Extrahierter Text:
Interview

»Wir wissen noch zu wenig«

Felix Klein, Antisemitismusbeauftragter der Bundesregierung Foto: Marco Limberg

Herr Klein, Sie haben am Mittwoch über den aktuellen Stand der Forschung zu Antisemitismus und Rechtsextremismus informiert. Wie ist es darum bestellt?
Wir wissen immer noch zu wenig über die Hintergründe von Antisemitismus, warum Judenhass gerade in der jetzigen Zeit auf dem Vormarsch ist und welche Bedingungen dieses Anwachsen begünstigt haben. Ich erhoffe mir, dass wir mit den inzwischen gemäß der im vergangenen Jahr vorgestellten Förderrichtlinie bewilligten Projekte, die Frau Ministerin Karlicek und ich gestern vorgestellt haben, hier wertvolle neue Impulse und Anreize für neue Forschungserkenntnisse setzen können.

Was genau soll im Mittelpunkt der Forschung in diesem Bereich stehen?
Wir wollen mit einer neuen Förderrichtlinie insbesondere eine Verbundforschung auf den Weg bringen, das bedeutet: einen vernetzten Ansatz fördern. Die bewilligten Projekte reichen von der Erforschung von Antisemitismus im Schulunterricht über soziale Medien bis zur Qualifizierung von Staatsbediensteten. Was mir besonders am Herzen liegt, ist, dass die Vermittlung von jüdischer Alltagskultur in den Blick genommen wird. Dieses Feld ist bislang nach meinem Verständnis zu sehr vernachlässigt worden. Allzu oft wurde Judentum mit der Negativseite – dem Antisemitismus und der Schoa – in Verbindung gebracht. Ich möchte vor allem das lebendige jüdische Leben in Deutschland sichtbarer und greifbarer machen.

Mit welchem Ziel?

Angezeigte Daten:
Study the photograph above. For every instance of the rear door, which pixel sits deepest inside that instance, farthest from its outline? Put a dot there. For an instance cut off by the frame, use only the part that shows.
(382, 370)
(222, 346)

Aufgaben:
**1)** Können Sie im Interview die Passage von „Felix Klein, Antisemitismusbeauftragter“ bis einschließlich „Forschungserkenntnisse setzen können.“ wortgetreu abschreiben?
**2)** Welche Personen werden im Interview namentlich genannt?
Als Grundlage dient allein das Interview, nicht die Zeilen.

Lösungen:
**1)**
Felix Klein, Antisemitismusbeauftragter der Bundesregierung Foto: Marco Limberg

Herr Klein, Sie haben am Mittwoch über den aktuellen Stand der Forschung zu Antisemitismus und Rechtsextremismus informiert. Wie ist es darum bestellt?
Wir wissen immer noch zu wenig über die Hintergründe von Antisemitismus, warum Judenhass gerade in der jetzigen Zeit auf dem Vormarsch ist und welche Bedingungen dieses Anwachsen begünstigt haben. Ich erhoffe mir, dass wir mit den inzwischen gemäß der im vergangenen Jahr vorgestellten Förderrichtlinie bewilligten Projekte, die Frau Ministerin Karlicek und ich gestern vorgestellt haben, hier wertvolle neue Impulse und Anreize für neue Forschungserkenntnisse setzen können.

**2)**
- Felix Klein
- Marco Limberg
- Karlicek (Frau Ministerin Karlicek)